Requirement —
Rewrite every entry below, putting "pointing test" wherever "pointing benchmark" appears and keeping everything else the same.

Supplied records —
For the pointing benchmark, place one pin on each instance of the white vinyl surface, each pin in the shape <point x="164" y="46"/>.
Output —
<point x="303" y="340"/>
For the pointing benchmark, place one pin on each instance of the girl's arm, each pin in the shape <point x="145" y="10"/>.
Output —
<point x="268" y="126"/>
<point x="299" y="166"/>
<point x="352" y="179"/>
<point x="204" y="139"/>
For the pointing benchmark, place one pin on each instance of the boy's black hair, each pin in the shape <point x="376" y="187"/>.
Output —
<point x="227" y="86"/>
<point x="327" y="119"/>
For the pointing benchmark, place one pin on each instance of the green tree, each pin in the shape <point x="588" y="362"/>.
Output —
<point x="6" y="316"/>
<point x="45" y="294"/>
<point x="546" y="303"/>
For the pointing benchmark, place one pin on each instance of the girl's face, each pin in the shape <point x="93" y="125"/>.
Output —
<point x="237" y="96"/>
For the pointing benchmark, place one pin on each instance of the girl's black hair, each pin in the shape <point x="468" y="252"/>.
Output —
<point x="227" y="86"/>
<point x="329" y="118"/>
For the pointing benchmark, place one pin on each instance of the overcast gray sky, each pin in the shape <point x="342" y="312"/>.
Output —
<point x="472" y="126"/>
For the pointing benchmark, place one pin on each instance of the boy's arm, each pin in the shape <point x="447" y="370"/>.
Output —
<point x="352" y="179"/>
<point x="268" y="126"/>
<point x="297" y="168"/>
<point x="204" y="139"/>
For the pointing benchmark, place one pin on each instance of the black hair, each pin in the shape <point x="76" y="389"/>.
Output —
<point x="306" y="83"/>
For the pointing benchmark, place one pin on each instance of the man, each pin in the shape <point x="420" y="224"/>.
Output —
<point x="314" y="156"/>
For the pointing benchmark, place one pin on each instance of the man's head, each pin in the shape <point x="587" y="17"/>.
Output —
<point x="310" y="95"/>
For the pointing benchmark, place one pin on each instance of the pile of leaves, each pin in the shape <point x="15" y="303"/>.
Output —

In response —
For the pointing test, place one pin on each instance of the white vinyl surface, each pin in the shape <point x="164" y="46"/>.
Output —
<point x="303" y="340"/>
For the pointing test, place one pin on each instance of the girl's arm, each pin in the shape <point x="145" y="10"/>.
Output —
<point x="268" y="126"/>
<point x="299" y="166"/>
<point x="352" y="179"/>
<point x="204" y="139"/>
For the pointing test, place one pin on each instance of the boy's black hair, each pin in the shape <point x="376" y="187"/>.
Output —
<point x="227" y="86"/>
<point x="327" y="119"/>
For the pointing test, place one pin on each instance of the green tree, each pin in the shape <point x="588" y="362"/>.
Output —
<point x="6" y="316"/>
<point x="45" y="294"/>
<point x="546" y="303"/>
For the pointing test, place one pin on each instance of the girl's face, each pin in the shape <point x="93" y="125"/>.
Output —
<point x="237" y="96"/>
For the pointing test, place one pin on each instance of the girl's black hair, each pin in the shape <point x="468" y="252"/>.
Output —
<point x="227" y="86"/>
<point x="329" y="118"/>
For the pointing test, place one pin on each instance of the overcast gray sky, each pin in the shape <point x="342" y="312"/>.
Output —
<point x="472" y="126"/>
For the pointing test, place one pin on each instance of the boy's arm, each pin in the shape <point x="447" y="370"/>.
Output —
<point x="352" y="179"/>
<point x="268" y="126"/>
<point x="297" y="168"/>
<point x="204" y="139"/>
For the pointing test, place one pin on each instance of the black hair, each pin in the shape <point x="76" y="389"/>.
Output —
<point x="306" y="83"/>
For the pointing test, place one pin on each instance of the man, each pin in the shape <point x="420" y="224"/>.
Output —
<point x="314" y="156"/>
For the pointing test, place one pin on each instance of the man's head, each pin in the shape <point x="587" y="17"/>.
Output —
<point x="310" y="95"/>
For the pointing test, place one pin on each instance of the pile of leaves, each pin in the shape <point x="15" y="303"/>.
Output —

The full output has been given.